>> start SOURCE RECORDS
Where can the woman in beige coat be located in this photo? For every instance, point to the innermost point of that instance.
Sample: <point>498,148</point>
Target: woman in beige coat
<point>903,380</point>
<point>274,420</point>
>> end SOURCE RECORDS
WRITTEN TASK: Rewrite these lines with "beige coat" switched to "gray coat" everywhere it occurs, leaving everything else unchanged.

EXERCISE ANSWER:
Where can the woman in gray coat be located in this photo? For every instance, point to the innermost point of that instance.
Sample: <point>498,148</point>
Target: woman in gray coat
<point>903,380</point>
<point>274,420</point>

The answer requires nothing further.